■ **Prompt**: Restate the records that follow word for word; no pictures should appear.
═════ Given data
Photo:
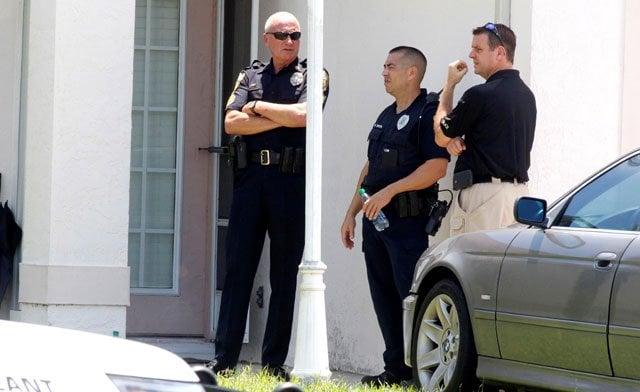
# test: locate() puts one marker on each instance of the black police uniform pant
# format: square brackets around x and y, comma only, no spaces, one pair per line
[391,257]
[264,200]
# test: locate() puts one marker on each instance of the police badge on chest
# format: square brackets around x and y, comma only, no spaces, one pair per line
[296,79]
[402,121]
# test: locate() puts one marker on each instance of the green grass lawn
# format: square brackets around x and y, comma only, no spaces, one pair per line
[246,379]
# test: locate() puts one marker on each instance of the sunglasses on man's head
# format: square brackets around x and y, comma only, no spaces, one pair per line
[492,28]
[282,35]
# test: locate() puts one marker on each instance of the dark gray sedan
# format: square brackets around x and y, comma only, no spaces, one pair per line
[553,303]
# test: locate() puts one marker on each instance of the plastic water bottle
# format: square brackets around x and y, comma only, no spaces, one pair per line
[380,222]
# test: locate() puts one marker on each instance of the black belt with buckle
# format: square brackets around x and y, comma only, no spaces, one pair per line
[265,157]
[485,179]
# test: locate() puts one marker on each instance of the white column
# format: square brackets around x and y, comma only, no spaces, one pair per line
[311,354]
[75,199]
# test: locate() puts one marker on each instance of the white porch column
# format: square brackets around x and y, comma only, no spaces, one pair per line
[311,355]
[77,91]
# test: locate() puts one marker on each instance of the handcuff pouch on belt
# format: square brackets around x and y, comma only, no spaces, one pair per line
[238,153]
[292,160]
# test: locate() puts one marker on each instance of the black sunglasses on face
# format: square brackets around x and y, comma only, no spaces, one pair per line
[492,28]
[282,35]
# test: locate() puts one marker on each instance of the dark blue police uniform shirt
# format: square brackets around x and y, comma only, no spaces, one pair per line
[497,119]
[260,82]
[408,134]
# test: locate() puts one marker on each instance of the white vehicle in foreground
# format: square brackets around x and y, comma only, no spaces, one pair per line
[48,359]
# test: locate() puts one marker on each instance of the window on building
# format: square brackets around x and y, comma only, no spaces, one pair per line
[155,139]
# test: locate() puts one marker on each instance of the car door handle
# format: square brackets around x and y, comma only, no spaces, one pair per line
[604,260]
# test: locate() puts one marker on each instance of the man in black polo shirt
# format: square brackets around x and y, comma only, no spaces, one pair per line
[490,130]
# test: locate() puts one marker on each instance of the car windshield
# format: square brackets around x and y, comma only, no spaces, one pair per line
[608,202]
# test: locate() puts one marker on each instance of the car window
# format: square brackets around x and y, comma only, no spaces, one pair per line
══════════
■ **Exercise response**:
Photo:
# test: locate() puts one marker on each instance of the black police uniform pant
# format: square brackets around x and y, comma only, no spaces, one pair per line
[391,257]
[264,200]
# test: locate() puts one marker on each instance of the police badge on chest
# format: square brackets around x and y, comma only, no spaces, one pair per line
[296,79]
[402,121]
# test: locate() puts one marker on each instance of the green grass lawn
# format: square brackets around x and y, comma only, no spaces, one pair per line
[246,379]
# test: locate() puts one marker on each instance of the sunglasses on man's head
# format: square brackets around x and y, comma only, no spaces, one pair per line
[492,28]
[282,35]
# test: locate() puts one marker on each instance of the dark gray sedan
# format: square brackets around x and y, comma only, no spaces, one pair per line
[553,303]
# test: locate() puts one marker on each instance of the plastic water bottle
# format: square brackets around x and y, comma only, no spaces, one pair per line
[380,222]
# test: locate() puts one marker on each instance of the black belt with buckle
# format: square brackets around x and y, comma only, no spaces, one pair per line
[265,157]
[485,179]
# test: locate() puts one marker on each instance of the white column
# format: square brackets around x and y, comma only, no spaces, one pair per line
[311,354]
[75,199]
# test: locate() puts one marker on each instance of the white porch column
# format: square brackets around x and y, comma only, no spaces, one pair per line
[311,355]
[77,91]
# test: locate() puts one marker on each instance of the handcuff pouch on belt
# format: square brackets around x and y, comma only, no spaces, one pair per line
[238,153]
[292,160]
# test: locate() puts one marker on each instance of the black sunglasses on face
# format: square brackets around x and y, comma only, no spaces, one pair per line
[492,28]
[282,35]
# test: locate() puts one marker on each instance of the dark blue police uniform shirt
# format: square brackets around x and y, comma only, no spaces, one pair per line
[497,119]
[260,82]
[408,134]
# test: locate() puts one marker on each instance of the white vehicle in foreground
# format: square brackets around x and y, comma only, no spaces, one pair per line
[48,359]
# test: locate() puts one marker on each instance of the window on building
# format: square brackets around x and y, comma only, no spaces, one pair per line
[155,139]
# test: locate() puts one marker on each instance of the car door handle
# format: square brackets around x and y, comma only, no spaces, one pair per line
[604,260]
# test: locate() puts one marker on each instance of the man in black polo shirt
# format: square brackets around x and y, comma only, no spaces, one pair per line
[490,130]
# test: locate() puts one marker on each instance of the car windshield
# format: square brackets around x and y, comma only, no spaces, one pair per line
[608,202]
# test: locate() puts one marker on each instance of the car window
# format: square brackets around x and y, comma only, no spaces, one pair per line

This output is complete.